** Passage shown **
--
In describing Jim Rome, connoisseur of the smack-talk brand of sports show punditry, adjectives such as “humbled” and “thunderstruck” tend to collect moth-balls between airings. Not so today, as his horse kneels before the altar of hallowed greatness in an attempt to win the $5 million Breeders’ Cup Classic at Santa Anita Park on the first day of November.
“I’m just so blown away by it,” said Jim Rome, co-owner of Shared Belief, the Eclipse Award winning Two-Year-Old Male of last year, whose unbeaten career run stretched to seven when he bare-knuckled a win last time out in the G1 Awesome Again Stakes last month, also at Santa Anita.
“It’s just such an amazing thing. I’m not going to say, ‘If we don’t win it’s OK.’ The stakes are extremely high and you want to win. But at the same time, I’m mature enough and I’ve been in the game long enough to know that this is a miraculous ride that I don’t expect will ever come again.”
The noonday sun sits overhead on the Friday end of another busy week for Rome, 50, who periodically kneads the tiredness from his eyes. “I’m working harder than I have ever worked right now.” Chief culprit for any heavy-lidded signs of fatigue is “The Jim Rome Show” – his three-hour sports radio show broadcast live every weekday, recorded here from his office in a room dominated by a table with large black toadstool-like microphones sprouting out of it. The show is syndicated all over the U.S. And between that, his wife and two sons, and bountiful other commitments, he admits that his love for the game is sometimes played out on a second fiddle.
“I missed the Awesome Again because I had to chair an event for the Irvine Public Schools,” he said. “That was something I committed to a year ago. So I watched [the race] in my home office, watched all the drama, and then had to get in my car and leave without knowing the outcome of exactly what happened.”
--
** Directives **
• 1. Summarize the article on Jim Rome in two sentences.
• 2. According to the article on Jim Rome, which race did Shared Belief win last time out?
• 3. In the article on Jim Rome, turn the paragraph beginning "The noonday sun sits overhead" into a short bulleted list that keeps its main facts.

** Supplied material **
--
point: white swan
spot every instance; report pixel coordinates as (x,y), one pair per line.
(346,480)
--
** Solutions to the problems **
• 1. Jim Rome, a smack-talk sports show pundit and co-owner of the unbeaten horse Shared Belief, says he is blown away to have a horse running in the $5 million Breeders' Cup Classic at Santa Anita Park. Busy with his syndicated three-hour weekday radio show, his family and other commitments, he missed the horse's win in the Awesome Again Stakes because he had to chair an event for the Irvine Public Schools.

• 2. The G1 Awesome Again Stakes at Santa Anita.

• 3.
- Rome, 50, is at the Friday end of another busy week, rubbing the tiredness from his eyes and saying he is working harder than ever.
- The main cause is "The Jim Rome Show," his three-hour sports radio show broadcast live every weekday and syndicated all over the U.S.
- He records it from his office, in a room with a table of large black microphones.
- Between the show, his wife and two sons, and many other commitments, his love for the game sometimes plays second fiddle.